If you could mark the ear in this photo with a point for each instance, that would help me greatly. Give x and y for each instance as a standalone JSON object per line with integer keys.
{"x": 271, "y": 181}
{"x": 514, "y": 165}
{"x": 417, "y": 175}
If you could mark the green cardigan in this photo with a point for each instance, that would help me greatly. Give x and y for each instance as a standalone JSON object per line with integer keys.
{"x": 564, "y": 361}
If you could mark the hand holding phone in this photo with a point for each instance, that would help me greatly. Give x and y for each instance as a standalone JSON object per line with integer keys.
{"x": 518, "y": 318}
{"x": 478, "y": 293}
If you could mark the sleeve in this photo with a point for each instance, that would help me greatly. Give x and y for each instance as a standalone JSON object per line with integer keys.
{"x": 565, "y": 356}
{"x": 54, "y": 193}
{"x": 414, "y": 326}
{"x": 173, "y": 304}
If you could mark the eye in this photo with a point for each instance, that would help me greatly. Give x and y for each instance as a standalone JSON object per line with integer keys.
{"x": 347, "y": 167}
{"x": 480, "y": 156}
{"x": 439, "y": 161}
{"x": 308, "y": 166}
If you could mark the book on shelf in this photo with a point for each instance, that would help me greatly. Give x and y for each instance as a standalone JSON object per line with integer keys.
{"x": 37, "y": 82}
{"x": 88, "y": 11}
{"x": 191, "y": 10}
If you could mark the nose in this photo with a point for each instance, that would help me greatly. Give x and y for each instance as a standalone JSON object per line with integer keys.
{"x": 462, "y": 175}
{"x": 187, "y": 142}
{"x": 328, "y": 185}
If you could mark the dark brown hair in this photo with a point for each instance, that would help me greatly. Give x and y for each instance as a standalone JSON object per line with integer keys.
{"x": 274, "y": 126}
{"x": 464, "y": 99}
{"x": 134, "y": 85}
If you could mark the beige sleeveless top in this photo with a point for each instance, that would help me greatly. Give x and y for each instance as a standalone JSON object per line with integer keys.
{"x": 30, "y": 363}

#### [THE TASK]
Copy every line exactly. Leave nothing out.

#### [CORRECT RESPONSE]
If you could mark the ear in this photo with a point for each instance, that would help me greatly. Give x and y for each instance as a standalone JSON object per line with integer keys.
{"x": 271, "y": 181}
{"x": 514, "y": 165}
{"x": 417, "y": 175}
If you could mark the green cardigan in this photo with a point for each instance, that would help me greatly. Give x and y for each instance as a standalone JSON object per line with integer keys.
{"x": 564, "y": 361}
If you could mark the hand holding phone in this photo with a point for each instance, that would help me greatly. Give x and y for each instance as a standalone JSON object per line with integer keys.
{"x": 518, "y": 318}
{"x": 478, "y": 293}
If you could mark the sleeve in this photo with a point for each instance, that would help me greatly. Give x and y for each instance as a standalone JSON object per line with integer keys.
{"x": 565, "y": 356}
{"x": 54, "y": 193}
{"x": 414, "y": 326}
{"x": 173, "y": 304}
If you could mark the eye in this photo with a point for each instance, that would help me greatly. Give x and y for each instance as a standalone JSON object per line with integer keys.
{"x": 347, "y": 167}
{"x": 480, "y": 156}
{"x": 439, "y": 161}
{"x": 308, "y": 166}
If you could mark the book on shelf in this photo with a point for each instance, that would help me greatly. Give x and y for each instance as a standalone JSON object per line with integer keys.
{"x": 37, "y": 82}
{"x": 88, "y": 11}
{"x": 191, "y": 10}
If you could mark the nose in this photo with a point for each instance, that would help me greatly. Give x and y for each instance as a standalone JSON object per line with integer keys.
{"x": 462, "y": 175}
{"x": 187, "y": 142}
{"x": 328, "y": 185}
If you could mark the dark brown hair in this photo with a point for each instance, that would help me greatly. Give x and y for each instance as a standalone JSON object per line with integer keys.
{"x": 274, "y": 126}
{"x": 464, "y": 99}
{"x": 134, "y": 85}
If you could mark the beige sleeveless top in this photo with a point for each instance, that would help me greatly. Give x and y for each instance as a standalone JSON object per line with integer keys.
{"x": 30, "y": 363}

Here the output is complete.